Data excerpts:
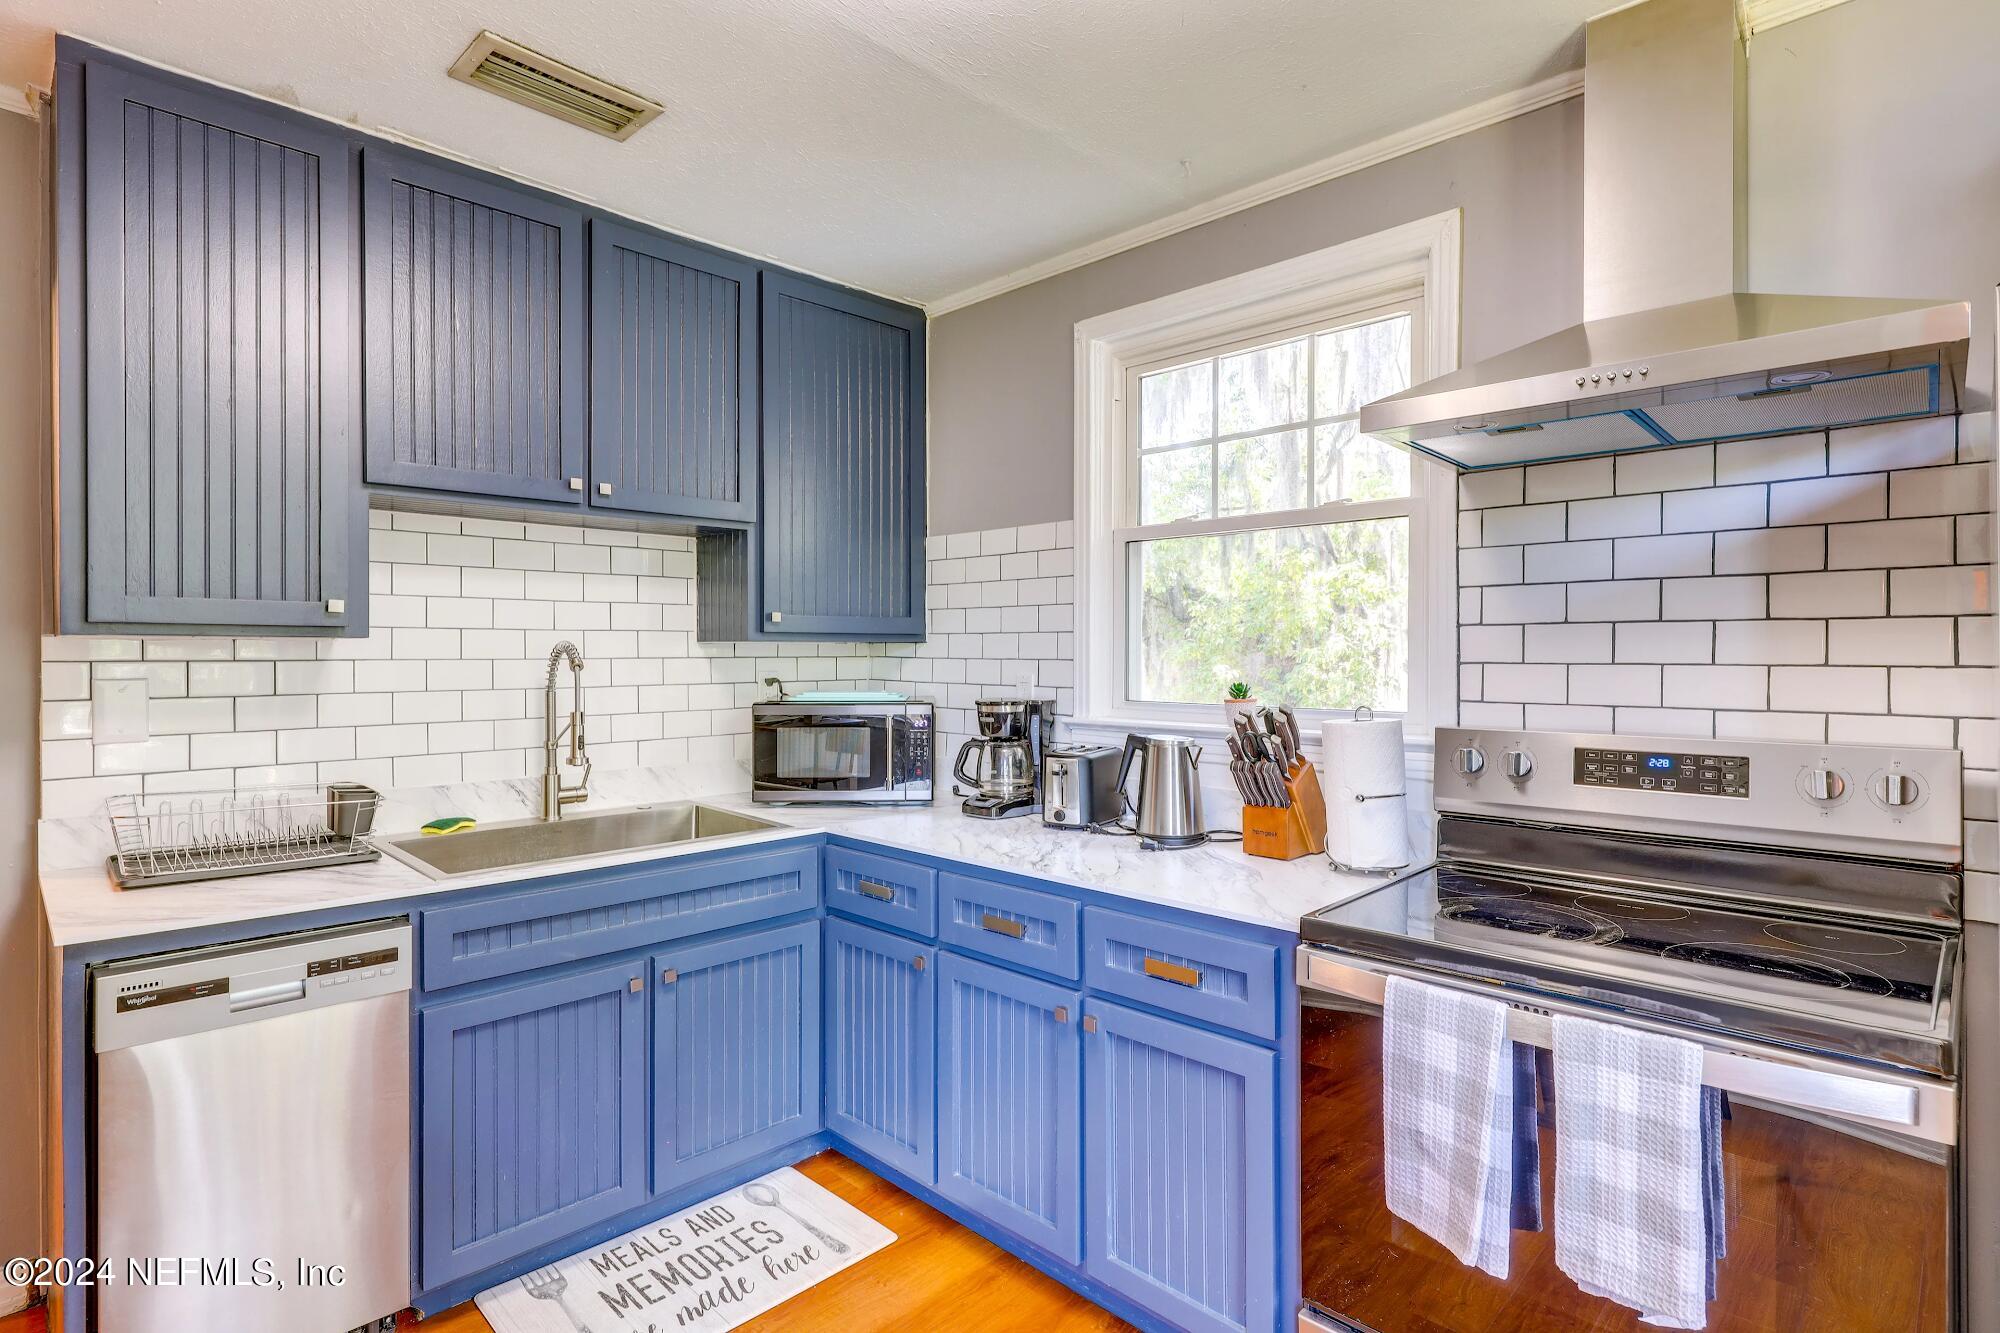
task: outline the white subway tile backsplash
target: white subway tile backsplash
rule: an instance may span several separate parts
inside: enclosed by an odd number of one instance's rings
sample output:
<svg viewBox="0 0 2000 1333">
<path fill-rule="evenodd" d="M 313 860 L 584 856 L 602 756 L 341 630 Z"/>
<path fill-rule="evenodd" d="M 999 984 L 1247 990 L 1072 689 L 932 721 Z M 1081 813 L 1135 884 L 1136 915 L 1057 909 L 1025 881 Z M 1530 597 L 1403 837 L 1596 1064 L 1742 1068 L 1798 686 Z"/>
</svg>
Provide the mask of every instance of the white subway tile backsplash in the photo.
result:
<svg viewBox="0 0 2000 1333">
<path fill-rule="evenodd" d="M 271 662 L 190 662 L 187 692 L 195 697 L 269 694 L 276 678 Z"/>
<path fill-rule="evenodd" d="M 1488 625 L 1520 625 L 1562 620 L 1566 602 L 1560 583 L 1502 585 L 1480 589 L 1480 616 Z"/>
<path fill-rule="evenodd" d="M 1610 731 L 1613 724 L 1613 710 L 1602 705 L 1528 705 L 1526 725 L 1537 731 Z"/>
<path fill-rule="evenodd" d="M 1827 449 L 1830 472 L 1890 472 L 1928 468 L 1957 459 L 1958 422 L 1884 421 L 1834 431 Z"/>
<path fill-rule="evenodd" d="M 1713 736 L 1715 714 L 1702 708 L 1636 708 L 1614 710 L 1613 731 L 1654 736 Z"/>
<path fill-rule="evenodd" d="M 1521 660 L 1521 626 L 1468 625 L 1458 632 L 1461 662 L 1518 662 Z"/>
<path fill-rule="evenodd" d="M 1715 484 L 1715 446 L 1695 445 L 1687 449 L 1645 449 L 1619 454 L 1616 490 L 1620 495 L 1640 491 L 1679 491 Z"/>
<path fill-rule="evenodd" d="M 1826 719 L 1826 739 L 1835 745 L 1953 744 L 1948 717 L 1894 717 L 1884 713 L 1832 713 Z"/>
<path fill-rule="evenodd" d="M 1826 661 L 1824 620 L 1723 620 L 1715 626 L 1715 660 L 1766 666 L 1817 666 Z"/>
<path fill-rule="evenodd" d="M 1611 460 L 1579 458 L 1567 463 L 1544 463 L 1527 470 L 1527 500 L 1580 500 L 1611 494 Z"/>
<path fill-rule="evenodd" d="M 1889 614 L 1969 616 L 1993 610 L 1991 569 L 1958 565 L 1949 569 L 1889 571 Z M 1874 612 L 1880 615 L 1880 611 Z"/>
<path fill-rule="evenodd" d="M 1657 666 L 1577 665 L 1569 668 L 1569 702 L 1578 704 L 1658 704 Z"/>
<path fill-rule="evenodd" d="M 1828 569 L 1888 569 L 1948 565 L 1954 543 L 1949 518 L 1904 518 L 1877 523 L 1835 523 L 1826 530 Z"/>
<path fill-rule="evenodd" d="M 1771 526 L 1859 523 L 1889 516 L 1889 479 L 1866 476 L 1780 481 L 1771 486 Z"/>
<path fill-rule="evenodd" d="M 1826 660 L 1841 665 L 1951 666 L 1957 625 L 1944 616 L 1827 622 Z"/>
<path fill-rule="evenodd" d="M 1526 662 L 1609 662 L 1608 624 L 1523 626 L 1521 659 Z"/>
<path fill-rule="evenodd" d="M 1559 504 L 1509 505 L 1474 511 L 1487 546 L 1519 546 L 1563 539 L 1566 510 Z"/>
<path fill-rule="evenodd" d="M 1993 673 L 1985 667 L 1893 667 L 1889 709 L 1926 717 L 1992 717 Z M 1861 710 L 1855 710 L 1861 711 Z M 102 771 L 102 764 L 99 771 Z"/>
<path fill-rule="evenodd" d="M 1644 537 L 1660 530 L 1657 495 L 1607 496 L 1569 502 L 1569 539 Z"/>
<path fill-rule="evenodd" d="M 1493 591 L 1498 593 L 1504 590 L 1495 588 Z M 1569 585 L 1571 620 L 1656 620 L 1659 615 L 1658 579 Z"/>
<path fill-rule="evenodd" d="M 1888 610 L 1889 580 L 1879 569 L 1829 574 L 1773 574 L 1774 618 L 1825 620 L 1833 616 L 1879 616 Z"/>
<path fill-rule="evenodd" d="M 1469 546 L 1458 553 L 1458 581 L 1476 588 L 1489 583 L 1521 581 L 1521 548 L 1518 546 Z"/>
<path fill-rule="evenodd" d="M 1521 503 L 1522 475 L 1517 467 L 1492 472 L 1468 472 L 1458 479 L 1460 509 L 1491 509 Z"/>
<path fill-rule="evenodd" d="M 1889 515 L 1980 513 L 1991 503 L 1992 494 L 1991 463 L 1898 472 L 1889 479 Z"/>
<path fill-rule="evenodd" d="M 1760 666 L 1666 666 L 1660 702 L 1669 708 L 1762 709 L 1770 675 Z"/>
<path fill-rule="evenodd" d="M 1706 532 L 1620 537 L 1615 550 L 1612 575 L 1621 579 L 1708 574 L 1715 565 L 1715 539 Z"/>
<path fill-rule="evenodd" d="M 1660 497 L 1660 528 L 1664 532 L 1761 528 L 1769 503 L 1770 493 L 1762 486 L 1711 486 L 1698 491 L 1672 491 Z"/>
<path fill-rule="evenodd" d="M 1785 712 L 1884 713 L 1886 667 L 1774 666 L 1771 707 Z"/>
<path fill-rule="evenodd" d="M 1640 620 L 1616 629 L 1620 662 L 1707 662 L 1714 656 L 1714 625 Z"/>
<path fill-rule="evenodd" d="M 1826 434 L 1780 435 L 1715 446 L 1715 481 L 1735 486 L 1753 481 L 1791 481 L 1826 475 Z"/>
<path fill-rule="evenodd" d="M 1718 740 L 1740 741 L 1824 741 L 1824 713 L 1738 713 L 1727 710 L 1715 715 Z"/>
<path fill-rule="evenodd" d="M 1501 663 L 1486 667 L 1484 698 L 1489 703 L 1563 703 L 1569 672 L 1561 665 Z"/>
<path fill-rule="evenodd" d="M 1612 543 L 1555 542 L 1529 546 L 1522 554 L 1522 581 L 1526 583 L 1568 583 L 1611 577 Z"/>
<path fill-rule="evenodd" d="M 1826 529 L 1758 528 L 1715 534 L 1718 574 L 1777 574 L 1826 567 Z"/>
</svg>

To do:
Take the line above containing "inside: enclosed by", the line containing "313 860 L 584", and all lines in between, and copy them exactly without anything else.

Your solution:
inside: enclosed by an odd number of one instance's rings
sample output:
<svg viewBox="0 0 2000 1333">
<path fill-rule="evenodd" d="M 313 860 L 584 856 L 602 756 L 341 630 Z"/>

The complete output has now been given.